Exercise directions:
Can you reproduce every line of the data below without changing a single character?

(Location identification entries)
· · · ·
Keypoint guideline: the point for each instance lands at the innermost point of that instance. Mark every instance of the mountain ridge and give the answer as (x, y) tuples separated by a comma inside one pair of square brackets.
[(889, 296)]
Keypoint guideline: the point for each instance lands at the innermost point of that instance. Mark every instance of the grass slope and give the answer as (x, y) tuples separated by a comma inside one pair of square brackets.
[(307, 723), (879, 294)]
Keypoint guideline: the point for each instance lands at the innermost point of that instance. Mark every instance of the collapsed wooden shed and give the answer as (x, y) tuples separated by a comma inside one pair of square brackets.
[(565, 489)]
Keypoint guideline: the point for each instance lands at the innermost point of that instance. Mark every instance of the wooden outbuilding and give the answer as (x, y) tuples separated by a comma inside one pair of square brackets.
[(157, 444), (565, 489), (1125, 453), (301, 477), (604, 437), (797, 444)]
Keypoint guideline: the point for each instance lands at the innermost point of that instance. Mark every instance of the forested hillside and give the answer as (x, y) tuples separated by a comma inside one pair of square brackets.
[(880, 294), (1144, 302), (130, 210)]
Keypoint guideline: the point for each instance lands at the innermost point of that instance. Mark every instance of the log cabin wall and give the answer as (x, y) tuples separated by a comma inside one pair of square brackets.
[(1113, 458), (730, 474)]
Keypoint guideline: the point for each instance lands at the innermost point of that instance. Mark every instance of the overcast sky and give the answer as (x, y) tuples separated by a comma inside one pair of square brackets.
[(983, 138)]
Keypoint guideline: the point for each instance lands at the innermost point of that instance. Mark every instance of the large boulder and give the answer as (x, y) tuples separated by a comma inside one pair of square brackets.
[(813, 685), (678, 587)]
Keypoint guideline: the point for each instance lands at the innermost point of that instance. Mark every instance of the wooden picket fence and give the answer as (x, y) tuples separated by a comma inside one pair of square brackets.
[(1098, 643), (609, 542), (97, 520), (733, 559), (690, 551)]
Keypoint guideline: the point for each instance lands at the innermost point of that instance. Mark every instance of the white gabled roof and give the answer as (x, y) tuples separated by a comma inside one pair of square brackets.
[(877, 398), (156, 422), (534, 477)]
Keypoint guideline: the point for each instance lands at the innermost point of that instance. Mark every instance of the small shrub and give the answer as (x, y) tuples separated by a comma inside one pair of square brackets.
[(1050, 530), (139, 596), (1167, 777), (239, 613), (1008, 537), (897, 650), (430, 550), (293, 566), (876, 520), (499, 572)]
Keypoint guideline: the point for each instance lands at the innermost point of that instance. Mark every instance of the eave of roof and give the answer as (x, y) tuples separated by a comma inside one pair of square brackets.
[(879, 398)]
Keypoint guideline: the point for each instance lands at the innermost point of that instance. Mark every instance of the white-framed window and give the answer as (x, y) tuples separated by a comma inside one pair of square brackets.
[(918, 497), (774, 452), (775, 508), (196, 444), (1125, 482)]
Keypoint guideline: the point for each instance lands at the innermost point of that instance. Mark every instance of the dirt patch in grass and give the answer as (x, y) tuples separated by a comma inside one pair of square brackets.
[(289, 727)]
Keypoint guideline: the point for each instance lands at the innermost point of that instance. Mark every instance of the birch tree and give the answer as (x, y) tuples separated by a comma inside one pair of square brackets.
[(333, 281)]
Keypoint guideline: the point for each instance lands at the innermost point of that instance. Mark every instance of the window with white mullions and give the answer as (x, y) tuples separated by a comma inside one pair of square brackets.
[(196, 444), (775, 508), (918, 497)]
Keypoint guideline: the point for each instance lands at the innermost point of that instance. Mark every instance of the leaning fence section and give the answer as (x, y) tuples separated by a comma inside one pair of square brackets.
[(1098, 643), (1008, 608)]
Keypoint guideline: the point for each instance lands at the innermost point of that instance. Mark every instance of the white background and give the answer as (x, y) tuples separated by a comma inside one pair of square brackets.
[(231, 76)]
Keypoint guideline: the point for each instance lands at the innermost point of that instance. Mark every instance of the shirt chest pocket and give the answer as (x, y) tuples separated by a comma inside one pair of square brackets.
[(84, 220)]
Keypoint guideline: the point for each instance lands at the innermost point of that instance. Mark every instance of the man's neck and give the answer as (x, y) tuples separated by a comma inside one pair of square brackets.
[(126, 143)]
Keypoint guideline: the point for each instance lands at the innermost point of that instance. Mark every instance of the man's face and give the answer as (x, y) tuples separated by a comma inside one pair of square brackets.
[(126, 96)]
· · · ·
Solution:
Keypoint guideline: the point for each instance lands at the innermost point of that instance. Mark every instance of the mountain ridge and give the answer as (x, y) tuples separated by a comma inside one pair of square brackets.
[(889, 296)]
Keypoint guideline: the point for each instance lands at the innermost point of that instance. Mark every instance of the grass slope and give the answer as (x, y) tuples separated by a comma inside one pair of square brackets.
[(307, 723), (879, 294)]
Keypoint guideline: the point for each instance lands at the innermost point of that instance. Mark every instance of the collapsed wooden shed and give the answer as (x, y) tuples separated by a comma inside one pair of square brackets.
[(565, 489)]
Keypoint guideline: the point for each instance lands at the innermost point of that instance. Mark every instance of the wooden outbuilding and give the answer as (x, y) tuples separated by a comma inside one pair of square brackets.
[(157, 444), (565, 489), (1125, 453), (301, 477), (604, 437), (797, 444)]
Keypoint guideline: the point for each instance lands at the innermost point of that instance. Mark every instance of the forested hillside and give the answer as (x, y) tuples separated by a comma inside one pair of square brackets.
[(880, 294), (1144, 302), (130, 210)]
Keypoint guideline: the point for each instance lands at the innermost point of that instance. Mark every instance of the log cabin wall and give the answer as (x, y) tuples separated by a comma inside one pair of square brackets.
[(1113, 458), (730, 474)]
Keypoint guideline: the point for each instance lands at the innermost point of that instance. Mark every instance of the overcast sky and give the answer as (x, y) tuples separated by a comma inside one pair of square brackets.
[(983, 138)]
Keypoint guideline: the point for each instance lands at the innermost point of that instance. Mark every instance of the large boulder and give the answer as (x, y) tuples separated by a comma inside one pair of square brackets.
[(813, 685), (678, 587)]
Keypoint guideline: the point for each instance lands at the innermost point of that instance. Mark every instance of the wooden picket fence and give the answer as (x, y) tuples separated by a comma inside one pair of square brackets.
[(1098, 643), (609, 542), (97, 520), (733, 559), (690, 551)]
Keypoint guideline: the point for each instance lands at the innermost point of that instance. Mark every instance of the white gabled roof and give the answer as (x, y) tuples separated by a comma inside one pair of square brackets.
[(877, 398), (156, 422), (534, 477)]
Keypoint guideline: the point for each instance lands at the innermost point of that instance. Mark every instance of the small shrub and give the answer as (x, y) tuples separated by a comma inside one pair of square brackets.
[(1050, 530), (139, 596), (1167, 777), (239, 613), (1008, 537), (897, 650), (430, 550), (293, 566), (876, 520), (499, 572)]
Keypoint guideline: the point for each instance lands at the innermost point of that instance. Mark every instance of the eave of roof and give the answer as (x, y) tuples separated by a comma inside one pair of square brackets.
[(879, 398)]
Keypoint guideline: the point for each instance lands at the innermost point of that instance. Mark every instance of the white-framed window and give the answer as (x, y) tuples separated by a comma inside one pair of square brackets.
[(918, 497), (774, 452), (775, 508), (196, 444), (1125, 482)]
Keypoint guideline: the point for each instance lands at the innermost point of that instance. Mark every instance of the dirt patch in grass and give the answer as (x, y) tuples separated by a comma inside one pair of square brackets.
[(289, 727)]
Keypoint guideline: the point for each instance lands at the innermost point of that instance. Mark every instance of the birch tree and give the answer as (x, y) tuples separated by a comma inside one pair of square brackets.
[(333, 281)]
Keypoint guideline: the point for each instance lands at the innermost point of that instance. Mark every instance of the window with white mullions and give the answer as (x, y) tuples separated by a comma inside one pair of square brackets.
[(196, 444), (775, 508), (918, 497)]
Keypoint guideline: the point for each instance lands at the innermost point of that instance. Mark every instance of the leaning fence section and give the answer as (x, y) tuples separated by a comma inside one pair of square brackets.
[(1098, 643), (1008, 608)]
Keypoint guideline: the point for each instance lands at the innermost point of that instance. Mark every instance of the white background and give the answer as (x, y) tuples separated by a comma inside one pair of square brackets.
[(231, 76)]
Keypoint guideline: the point for each instance lands at the innermost point of that instance. Mark every instance of the shirt chest pocket and give the answer as (x, y) tuples separated by a comma inside one pair of square brackets.
[(84, 220)]
Keypoint guideline: the point for each instance lands at the innermost point of that instance. Mark every instance of the man's neck and give the answer as (x, y) tuples separated by a comma inside one pair of square brackets.
[(126, 143)]
Keypoint guideline: the point for each instance lands at the innermost point of that instance. Mark every instance of the man's face and give the answer as (x, y) tuples separated by a comma inside one pair of square brackets.
[(126, 96)]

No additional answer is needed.